_Problem to work on_. Give the records below again, exactly as they appear.

_Extracted data_.
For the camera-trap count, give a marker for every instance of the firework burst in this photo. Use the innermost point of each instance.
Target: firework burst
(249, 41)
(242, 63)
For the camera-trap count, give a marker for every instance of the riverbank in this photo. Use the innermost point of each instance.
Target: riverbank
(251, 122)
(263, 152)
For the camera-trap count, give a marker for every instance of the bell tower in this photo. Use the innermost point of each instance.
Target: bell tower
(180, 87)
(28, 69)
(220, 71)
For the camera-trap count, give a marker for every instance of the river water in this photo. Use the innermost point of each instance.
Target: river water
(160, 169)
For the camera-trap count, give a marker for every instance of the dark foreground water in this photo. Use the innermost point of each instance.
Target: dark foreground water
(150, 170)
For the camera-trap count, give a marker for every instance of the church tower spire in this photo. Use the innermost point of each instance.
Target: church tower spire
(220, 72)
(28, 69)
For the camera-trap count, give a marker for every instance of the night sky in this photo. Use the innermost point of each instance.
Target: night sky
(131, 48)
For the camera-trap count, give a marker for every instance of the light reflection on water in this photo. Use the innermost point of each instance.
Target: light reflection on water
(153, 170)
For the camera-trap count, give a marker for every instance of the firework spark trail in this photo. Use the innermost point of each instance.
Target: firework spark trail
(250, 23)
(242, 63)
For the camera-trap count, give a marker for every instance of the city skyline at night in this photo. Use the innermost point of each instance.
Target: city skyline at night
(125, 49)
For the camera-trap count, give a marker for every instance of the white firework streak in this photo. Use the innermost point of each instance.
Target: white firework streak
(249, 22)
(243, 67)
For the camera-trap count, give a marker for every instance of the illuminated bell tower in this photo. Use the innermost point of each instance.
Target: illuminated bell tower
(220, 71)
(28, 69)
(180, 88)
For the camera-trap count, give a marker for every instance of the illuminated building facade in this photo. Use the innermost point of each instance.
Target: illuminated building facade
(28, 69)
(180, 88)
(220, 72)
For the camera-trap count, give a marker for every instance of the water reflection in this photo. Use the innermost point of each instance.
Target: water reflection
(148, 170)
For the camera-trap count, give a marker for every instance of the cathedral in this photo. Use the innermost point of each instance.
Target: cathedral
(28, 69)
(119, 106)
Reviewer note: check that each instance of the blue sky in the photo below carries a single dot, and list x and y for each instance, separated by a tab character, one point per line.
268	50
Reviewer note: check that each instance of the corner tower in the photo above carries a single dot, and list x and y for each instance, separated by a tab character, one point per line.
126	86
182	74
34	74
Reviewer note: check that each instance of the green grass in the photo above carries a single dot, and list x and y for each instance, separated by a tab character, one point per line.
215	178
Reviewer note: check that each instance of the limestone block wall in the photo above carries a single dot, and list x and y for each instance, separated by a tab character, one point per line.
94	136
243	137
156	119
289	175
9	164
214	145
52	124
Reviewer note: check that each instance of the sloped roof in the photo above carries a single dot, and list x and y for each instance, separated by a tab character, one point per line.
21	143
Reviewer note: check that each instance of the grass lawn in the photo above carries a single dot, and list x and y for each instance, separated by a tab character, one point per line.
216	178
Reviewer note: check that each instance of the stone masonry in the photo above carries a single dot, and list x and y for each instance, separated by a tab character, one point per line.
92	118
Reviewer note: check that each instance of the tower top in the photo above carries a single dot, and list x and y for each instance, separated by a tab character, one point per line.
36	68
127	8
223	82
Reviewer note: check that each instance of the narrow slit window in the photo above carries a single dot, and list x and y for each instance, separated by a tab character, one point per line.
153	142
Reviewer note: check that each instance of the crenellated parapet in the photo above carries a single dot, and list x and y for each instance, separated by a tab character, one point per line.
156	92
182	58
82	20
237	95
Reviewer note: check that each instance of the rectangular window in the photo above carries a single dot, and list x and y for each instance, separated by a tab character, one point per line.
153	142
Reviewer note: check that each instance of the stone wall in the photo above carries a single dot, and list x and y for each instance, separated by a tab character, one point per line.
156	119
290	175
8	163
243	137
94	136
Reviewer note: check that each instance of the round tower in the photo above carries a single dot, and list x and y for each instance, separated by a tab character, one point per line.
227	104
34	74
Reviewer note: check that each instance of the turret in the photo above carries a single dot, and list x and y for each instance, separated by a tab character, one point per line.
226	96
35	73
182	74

_Result of the exercise_.
For the camera-trap count, give a marker for every instance of the firework burst in this photo. Use the innermost point of each instance.
Target: firework burst
(249, 41)
(242, 63)
For the camera-trap count, give a marker for every instance of the riverbank in this photo. Use the innermost point of each instance.
Target: riverbank
(251, 122)
(263, 152)
For the camera-trap count, give a marker for every instance of the bell tower in this photo. Use the innermost point of each instance.
Target: bell tower
(180, 87)
(28, 69)
(220, 71)
For the camera-trap count, give a marker for every instance of the river water in this photo. Use the innermost point of each instance.
Target: river water
(160, 169)
For the camera-trap count, give a marker for every instance of the dark foreground water in this photo. Use the innermost point of each instance.
Target: dark foreground water
(150, 170)
For the camera-trap count, give a marker for every instance of the church tower spire in this photo. Use the innermost point of each instance.
Target: church tower spire
(220, 72)
(28, 69)
For the camera-trap count, give a marker for every instance of the night sky in this photo. Use the innermost point of each instance.
Target: night sky
(131, 48)
For the camera-trap count, give a marker for every instance of the light reflection on water in this photo. Use the innermost point of each instance.
Target: light reflection on water
(153, 170)
For the camera-trap count, give a marker for every instance of the firework spark trail in this photo. Use the innermost point of each instance.
Target: firework spark trail
(250, 23)
(242, 63)
For the camera-trap count, give a marker for every instance of the city skyline at night in this photo. Use the innermost point of each instance.
Target: city skyline at night
(125, 49)
For the camera-trap count, give a marker for every instance of the white firework streak in this photo. Use the innermost point of each instance.
Target: white firework streak
(249, 22)
(243, 67)
For the camera-trap count, give a marker for every instance of the illuminated bell tower in this photo. Use the innermost point of each instance.
Target: illuminated bell tower
(220, 71)
(28, 69)
(180, 88)
For the camera-trap count, give a marker for every instance of the illuminated building facade in this photo. Use the innermost point of each instance.
Target: illuminated building facade
(28, 69)
(180, 88)
(220, 72)
For the camera-trap count, give a marker for every instance of the water reflection in this photo. Use the innermost point of each instance.
Target: water reflection
(148, 170)
For the camera-trap count, give a marker for every instance of the cathedral in this photo. Use the innermost point of each instance.
Target: cathedral
(28, 69)
(119, 106)
Reviewer note: check that each instance of the blue sky in the photo below carries a single dot, and list x and y for each instance, separated by a tab character, one point per line.
268	50
Reviewer note: check that each instance of the corner tower in the photo above carries a single dot, and list x and y for each instance, separated by a tab character, one point per line.
126	86
182	74
34	74
Reviewer note: check that each instance of the green grass in the photo above carries a single dot, and list x and y for each instance, separated by a tab character, one point per line.
215	178
Reviewer note: check that each instance of the limestone block wall in the photo above carries a single dot, and list x and y for each instance, separated by a tab character, one point per line.
94	136
243	137
156	119
289	175
9	164
214	145
52	124
Reviewer note: check that each instance of the sloped roof in the photo above carries a single dot, and list x and y for each instance, separated by a tab character, one point per line.
21	143
Reviewer note: check that each instance of the grass lawn in the photo above carries a single dot, and list x and y for each instance, separated by a tab character, one point per line.
216	178
Reviewer note: check that each instance of the stone masonry in the photo above carries a single dot, and list x and y for each instance, separated by a tab character, one point per line.
92	118
Reviewer note: check that each instance of the tower top in the photo above carries a single dot, and list x and y for each instance, separated by a tab character, one point per line.
36	68
127	8
223	82
Reviewer note: check that each instance of the narrow slit window in the photo above carries a single dot, and list x and y for each instance, separated by a tab character, one point per line.
153	142
Reviewer note: check that each instance of the crenellated parapet in the photo above carries a single dot, and list x and y for each instance, separated by a tab character, one point per line.
156	92
182	58
82	20
237	95
Reviewer note: check that each instance of the rectangular window in the photo above carries a single dot, and list x and y for each instance, separated by a tab character, one point per line.
153	142
Reviewer note: check that each instance of the stone wall in the photo above carries a single dot, and list x and y for each instance, separated by a tab character, one point per line.
156	119
290	175
8	163
243	137
94	136
Reviewer note: check that each instance of the round tower in the photo above carries a single dot, and list x and y for each instance, separated by a tab character, one point per line.
227	104
34	74
Reviewer note: check that each instance of the turret in the photo above carries a single dot, and list x and y for each instance, separated by a tab character, one point per line.
226	96
35	73
182	74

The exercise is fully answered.